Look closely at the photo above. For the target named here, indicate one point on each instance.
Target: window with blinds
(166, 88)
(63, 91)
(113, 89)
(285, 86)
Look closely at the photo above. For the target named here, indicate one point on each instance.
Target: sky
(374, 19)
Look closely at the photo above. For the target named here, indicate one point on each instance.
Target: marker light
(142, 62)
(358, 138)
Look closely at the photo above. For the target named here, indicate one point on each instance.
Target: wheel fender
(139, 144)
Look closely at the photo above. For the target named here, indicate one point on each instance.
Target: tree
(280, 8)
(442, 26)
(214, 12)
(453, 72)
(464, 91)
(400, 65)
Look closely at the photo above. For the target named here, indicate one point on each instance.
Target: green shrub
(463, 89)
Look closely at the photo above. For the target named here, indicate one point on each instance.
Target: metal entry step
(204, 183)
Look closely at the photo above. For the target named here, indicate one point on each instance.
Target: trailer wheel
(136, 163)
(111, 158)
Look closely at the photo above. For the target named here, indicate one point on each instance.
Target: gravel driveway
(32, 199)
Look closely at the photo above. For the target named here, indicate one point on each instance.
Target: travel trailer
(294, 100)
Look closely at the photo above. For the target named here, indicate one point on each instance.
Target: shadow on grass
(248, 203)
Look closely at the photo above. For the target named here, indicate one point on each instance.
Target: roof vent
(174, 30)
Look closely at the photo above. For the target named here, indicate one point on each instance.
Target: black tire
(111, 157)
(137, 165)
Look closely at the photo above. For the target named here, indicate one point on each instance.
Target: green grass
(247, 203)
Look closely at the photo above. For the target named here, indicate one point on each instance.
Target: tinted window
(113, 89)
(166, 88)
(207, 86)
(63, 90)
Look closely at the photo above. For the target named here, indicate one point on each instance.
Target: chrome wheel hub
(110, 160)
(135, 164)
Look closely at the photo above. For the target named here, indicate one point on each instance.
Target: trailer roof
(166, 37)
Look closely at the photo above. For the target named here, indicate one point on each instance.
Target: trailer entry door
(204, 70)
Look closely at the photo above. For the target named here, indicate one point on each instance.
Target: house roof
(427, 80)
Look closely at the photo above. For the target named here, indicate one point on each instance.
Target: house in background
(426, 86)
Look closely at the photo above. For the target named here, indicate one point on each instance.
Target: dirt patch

|---|

§ **Work to complete**
Extract each line of the listing above, copying it word for word.

§ **Finished task**
Look closely at the photo above. For the target named here, indicate one point on each instance.
Target: window with blinds
(166, 88)
(63, 91)
(113, 89)
(285, 86)
Look closely at the photo above. For the target named here, indicate one point on each instance.
Target: sky
(374, 19)
Look closely at the photo above. For the target named here, indicate one point on each instance.
Target: marker light
(142, 62)
(358, 138)
Look closely at the photo above. For the target named here, indicate one point on each instance.
Target: wheel fender
(139, 144)
Look closely at the photo above. For the target named here, indicate one point on each instance.
Target: tree
(280, 8)
(442, 26)
(214, 12)
(453, 72)
(464, 91)
(400, 65)
Look closely at the photo above. For the target named here, indicate one point on each instance.
Target: green shrub
(463, 89)
Look closely at the photo above. For the target named here, indicate one point on each instance.
Target: metal entry step
(204, 183)
Look closely at the photo above. For the target named here, indicate one point on each instance.
Target: trailer wheel
(136, 163)
(111, 158)
Look closely at the photo above. For the target named here, indicate one point on each instance.
Target: gravel driveway
(32, 199)
Look closely at the photo above. For the target named here, indicate one point on each instance.
Target: travel trailer
(294, 100)
Look closely at the photo above. For the target named here, indicate one point on each instance.
Target: shadow on grass
(248, 203)
Look closely at the photo above. For the target named here, indicate one point on each instance.
Target: roof vent
(174, 30)
Look closely at the photo above. For the target named here, indicate one point on each instance.
Target: black tire
(111, 157)
(137, 165)
Look closely at the photo above. For the target named here, indicate one point on each instance.
Target: green grass
(247, 203)
Look closely at the photo above. For the target named here, indicate one point on each instance.
Target: tinted window
(113, 89)
(166, 88)
(207, 86)
(63, 90)
Look closely at the photo above. For the target named here, indicate one point on each instance.
Target: chrome wheel hub
(110, 160)
(135, 164)
Look closely at the photo above. For the target named here, indicate one point on each instance.
Target: trailer roof
(166, 37)
Look closely at the photo above. For the target named here, indicate one point on each instance.
Target: trailer entry door
(204, 70)
Look closely at the photo above. For the target named here, indicate one point on each instance.
Target: house roof
(427, 80)
Look closely at the photo above. For the target named here, indicate one point on each instance.
Target: house in background
(426, 86)
Look closely at the photo above. For the target named here, indicate one point on each instance.
Target: dirt patch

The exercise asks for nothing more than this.